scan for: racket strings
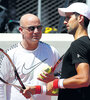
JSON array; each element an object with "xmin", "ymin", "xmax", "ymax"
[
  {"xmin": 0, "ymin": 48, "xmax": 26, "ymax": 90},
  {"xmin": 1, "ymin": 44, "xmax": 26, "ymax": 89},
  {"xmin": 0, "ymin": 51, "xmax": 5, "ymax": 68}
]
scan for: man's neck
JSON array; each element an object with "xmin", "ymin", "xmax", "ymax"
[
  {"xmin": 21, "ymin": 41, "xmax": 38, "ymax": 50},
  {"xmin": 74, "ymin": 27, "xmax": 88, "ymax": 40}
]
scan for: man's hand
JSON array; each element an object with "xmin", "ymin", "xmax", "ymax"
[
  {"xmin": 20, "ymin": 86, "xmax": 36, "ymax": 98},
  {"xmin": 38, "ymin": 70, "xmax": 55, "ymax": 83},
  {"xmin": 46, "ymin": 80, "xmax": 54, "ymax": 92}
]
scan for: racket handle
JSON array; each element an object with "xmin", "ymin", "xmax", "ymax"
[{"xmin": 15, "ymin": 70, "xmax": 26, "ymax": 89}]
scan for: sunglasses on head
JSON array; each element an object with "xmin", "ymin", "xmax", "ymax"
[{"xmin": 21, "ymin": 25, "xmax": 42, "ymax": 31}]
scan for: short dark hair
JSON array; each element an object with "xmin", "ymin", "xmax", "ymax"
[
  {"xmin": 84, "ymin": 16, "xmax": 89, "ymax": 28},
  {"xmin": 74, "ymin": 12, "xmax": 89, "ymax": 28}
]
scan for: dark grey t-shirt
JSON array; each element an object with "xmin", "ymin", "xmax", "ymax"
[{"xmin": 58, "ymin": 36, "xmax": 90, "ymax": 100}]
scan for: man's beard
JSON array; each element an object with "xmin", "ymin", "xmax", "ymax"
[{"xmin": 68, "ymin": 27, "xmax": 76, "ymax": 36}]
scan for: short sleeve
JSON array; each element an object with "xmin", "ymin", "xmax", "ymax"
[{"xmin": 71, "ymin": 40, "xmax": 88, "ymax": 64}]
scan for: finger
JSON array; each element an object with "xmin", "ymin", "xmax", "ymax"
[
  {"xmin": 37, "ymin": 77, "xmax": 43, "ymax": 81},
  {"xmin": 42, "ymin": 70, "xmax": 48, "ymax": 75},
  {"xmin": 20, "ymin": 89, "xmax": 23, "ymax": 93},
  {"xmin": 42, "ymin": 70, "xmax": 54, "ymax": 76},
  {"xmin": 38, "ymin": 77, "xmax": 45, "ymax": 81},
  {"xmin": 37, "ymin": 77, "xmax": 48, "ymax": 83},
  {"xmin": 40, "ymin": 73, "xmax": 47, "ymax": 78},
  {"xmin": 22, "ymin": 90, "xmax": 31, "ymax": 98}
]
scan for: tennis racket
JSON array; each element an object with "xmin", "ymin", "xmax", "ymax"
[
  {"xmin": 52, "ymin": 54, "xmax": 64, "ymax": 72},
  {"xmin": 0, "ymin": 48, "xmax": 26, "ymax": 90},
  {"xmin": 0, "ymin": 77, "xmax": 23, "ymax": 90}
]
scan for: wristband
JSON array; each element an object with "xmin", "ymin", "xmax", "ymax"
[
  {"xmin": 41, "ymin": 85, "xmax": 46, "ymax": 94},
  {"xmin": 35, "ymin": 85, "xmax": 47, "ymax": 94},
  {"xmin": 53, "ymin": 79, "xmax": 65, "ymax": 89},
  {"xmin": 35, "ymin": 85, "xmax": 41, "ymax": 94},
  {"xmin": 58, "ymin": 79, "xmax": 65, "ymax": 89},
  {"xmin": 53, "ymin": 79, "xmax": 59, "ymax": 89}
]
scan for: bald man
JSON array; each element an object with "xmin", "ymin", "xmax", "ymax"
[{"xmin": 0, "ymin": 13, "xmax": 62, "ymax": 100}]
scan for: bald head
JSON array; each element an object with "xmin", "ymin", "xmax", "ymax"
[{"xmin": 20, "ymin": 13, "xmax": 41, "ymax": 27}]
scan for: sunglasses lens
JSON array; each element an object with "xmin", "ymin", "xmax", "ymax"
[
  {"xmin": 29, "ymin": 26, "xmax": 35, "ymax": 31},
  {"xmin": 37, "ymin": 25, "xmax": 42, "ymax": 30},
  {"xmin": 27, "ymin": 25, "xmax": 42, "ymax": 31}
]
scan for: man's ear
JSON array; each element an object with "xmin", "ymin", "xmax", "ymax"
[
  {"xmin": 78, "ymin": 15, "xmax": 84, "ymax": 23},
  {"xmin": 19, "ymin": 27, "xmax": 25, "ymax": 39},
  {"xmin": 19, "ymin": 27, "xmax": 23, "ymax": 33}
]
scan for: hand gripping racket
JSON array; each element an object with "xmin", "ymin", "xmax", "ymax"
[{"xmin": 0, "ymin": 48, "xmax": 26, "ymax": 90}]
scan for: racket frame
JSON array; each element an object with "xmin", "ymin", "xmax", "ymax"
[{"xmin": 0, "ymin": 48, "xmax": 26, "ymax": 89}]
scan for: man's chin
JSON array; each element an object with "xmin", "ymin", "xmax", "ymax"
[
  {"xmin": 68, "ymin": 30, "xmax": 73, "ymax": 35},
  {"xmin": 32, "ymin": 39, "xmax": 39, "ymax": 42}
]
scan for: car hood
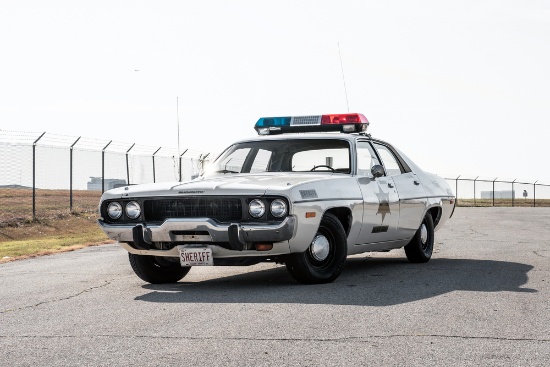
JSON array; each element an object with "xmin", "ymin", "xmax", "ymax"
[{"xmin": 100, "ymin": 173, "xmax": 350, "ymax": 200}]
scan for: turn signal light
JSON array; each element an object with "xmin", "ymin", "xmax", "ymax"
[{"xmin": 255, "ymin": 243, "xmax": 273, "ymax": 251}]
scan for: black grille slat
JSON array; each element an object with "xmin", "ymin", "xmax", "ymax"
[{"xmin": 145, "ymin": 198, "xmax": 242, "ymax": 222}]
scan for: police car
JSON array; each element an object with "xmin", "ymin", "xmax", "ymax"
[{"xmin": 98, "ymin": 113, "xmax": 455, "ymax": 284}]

============================================================

- _TASK DESCRIPTION_: Although the records contain pictures, your copy should hold only the text, reproduced exactly.

- _RESULT_:
scan for: racket strings
JSON array; each element an object with "xmin", "ymin", "xmax", "ymax"
[
  {"xmin": 0, "ymin": 48, "xmax": 26, "ymax": 90},
  {"xmin": 1, "ymin": 44, "xmax": 26, "ymax": 89},
  {"xmin": 0, "ymin": 51, "xmax": 5, "ymax": 68}
]
scan for: man's neck
JSON array; each element an object with "xmin", "ymin", "xmax", "ymax"
[
  {"xmin": 21, "ymin": 41, "xmax": 38, "ymax": 50},
  {"xmin": 74, "ymin": 27, "xmax": 88, "ymax": 40}
]
scan for: man's hand
JSON array; each element an object with "xmin", "ymin", "xmax", "ymax"
[
  {"xmin": 20, "ymin": 86, "xmax": 36, "ymax": 98},
  {"xmin": 38, "ymin": 70, "xmax": 55, "ymax": 83},
  {"xmin": 46, "ymin": 80, "xmax": 54, "ymax": 92}
]
scan for: racket handle
JSON array; each element an object with "xmin", "ymin", "xmax", "ymax"
[{"xmin": 15, "ymin": 70, "xmax": 26, "ymax": 89}]
scan for: sunglasses on head
JSON array; each element an object with "xmin", "ymin", "xmax", "ymax"
[{"xmin": 21, "ymin": 25, "xmax": 42, "ymax": 31}]
scan for: short dark hair
JSON array; each element an object with "xmin", "ymin", "xmax", "ymax"
[
  {"xmin": 84, "ymin": 16, "xmax": 89, "ymax": 28},
  {"xmin": 74, "ymin": 12, "xmax": 89, "ymax": 28}
]
scan for: dark grey t-shirt
JSON array; each element an object with "xmin", "ymin", "xmax", "ymax"
[{"xmin": 58, "ymin": 36, "xmax": 90, "ymax": 100}]
scan for: man's beard
JSON array; each element an object with "xmin", "ymin", "xmax", "ymax"
[{"xmin": 68, "ymin": 27, "xmax": 76, "ymax": 36}]
scan for: short sleeve
JSON array; each element an object with "xmin", "ymin", "xmax", "ymax"
[{"xmin": 71, "ymin": 40, "xmax": 88, "ymax": 64}]
scan for: finger
JSON array; each element an object with "xmin", "ymin", "xmax", "ymax"
[
  {"xmin": 37, "ymin": 77, "xmax": 43, "ymax": 81},
  {"xmin": 42, "ymin": 70, "xmax": 48, "ymax": 75},
  {"xmin": 20, "ymin": 89, "xmax": 23, "ymax": 93},
  {"xmin": 42, "ymin": 70, "xmax": 54, "ymax": 76},
  {"xmin": 38, "ymin": 77, "xmax": 45, "ymax": 81},
  {"xmin": 37, "ymin": 77, "xmax": 48, "ymax": 83},
  {"xmin": 40, "ymin": 73, "xmax": 47, "ymax": 78},
  {"xmin": 22, "ymin": 90, "xmax": 31, "ymax": 98}
]
scan for: tennis racket
JSON array; each element an object with "xmin", "ymin", "xmax", "ymax"
[
  {"xmin": 52, "ymin": 54, "xmax": 64, "ymax": 72},
  {"xmin": 0, "ymin": 48, "xmax": 26, "ymax": 90},
  {"xmin": 0, "ymin": 77, "xmax": 23, "ymax": 90}
]
scan for: wristband
JSON array; each element an object with "xmin", "ymin", "xmax", "ymax"
[
  {"xmin": 41, "ymin": 85, "xmax": 46, "ymax": 94},
  {"xmin": 35, "ymin": 85, "xmax": 47, "ymax": 94},
  {"xmin": 53, "ymin": 79, "xmax": 65, "ymax": 89},
  {"xmin": 35, "ymin": 85, "xmax": 41, "ymax": 94},
  {"xmin": 58, "ymin": 79, "xmax": 65, "ymax": 89},
  {"xmin": 53, "ymin": 79, "xmax": 59, "ymax": 89}
]
scan for: bald man
JSON array; each element an object with "xmin", "ymin", "xmax", "ymax"
[{"xmin": 0, "ymin": 13, "xmax": 62, "ymax": 100}]
scan for: bald head
JSON array; each element an object with "xmin", "ymin", "xmax", "ymax"
[{"xmin": 20, "ymin": 13, "xmax": 41, "ymax": 27}]
scan for: sunglasses lens
JSON array; each element an object with "xmin", "ymin", "xmax", "ymax"
[
  {"xmin": 29, "ymin": 26, "xmax": 35, "ymax": 31},
  {"xmin": 37, "ymin": 25, "xmax": 42, "ymax": 30},
  {"xmin": 27, "ymin": 25, "xmax": 42, "ymax": 31}
]
scan for: man's ear
JSON array; each element an object with "xmin", "ymin", "xmax", "ymax"
[
  {"xmin": 78, "ymin": 15, "xmax": 84, "ymax": 23},
  {"xmin": 19, "ymin": 27, "xmax": 25, "ymax": 39},
  {"xmin": 19, "ymin": 27, "xmax": 23, "ymax": 33}
]
scan for: hand gripping racket
JSON array; each element an object with "xmin", "ymin", "xmax", "ymax"
[{"xmin": 0, "ymin": 48, "xmax": 26, "ymax": 90}]
scan for: racket frame
JSON array; each element an object with "xmin", "ymin", "xmax", "ymax"
[{"xmin": 0, "ymin": 48, "xmax": 26, "ymax": 89}]
scan for: man's chin
JSON array; each element an object with "xmin", "ymin", "xmax", "ymax"
[
  {"xmin": 68, "ymin": 30, "xmax": 73, "ymax": 35},
  {"xmin": 32, "ymin": 39, "xmax": 39, "ymax": 42}
]
scan for: car hood
JSON array; each element an object with "xmin", "ymin", "xmax", "ymax"
[{"xmin": 100, "ymin": 173, "xmax": 350, "ymax": 200}]
scan for: turn signal light
JSON array; each element an object with "xmin", "ymin", "xmax", "ymax"
[{"xmin": 255, "ymin": 243, "xmax": 273, "ymax": 251}]
scan for: black grille slat
JSON array; each element an object with "xmin", "ymin", "xmax", "ymax"
[{"xmin": 145, "ymin": 198, "xmax": 242, "ymax": 222}]
scan for: police car
JSON array; each element an object with "xmin", "ymin", "xmax", "ymax"
[{"xmin": 98, "ymin": 113, "xmax": 455, "ymax": 284}]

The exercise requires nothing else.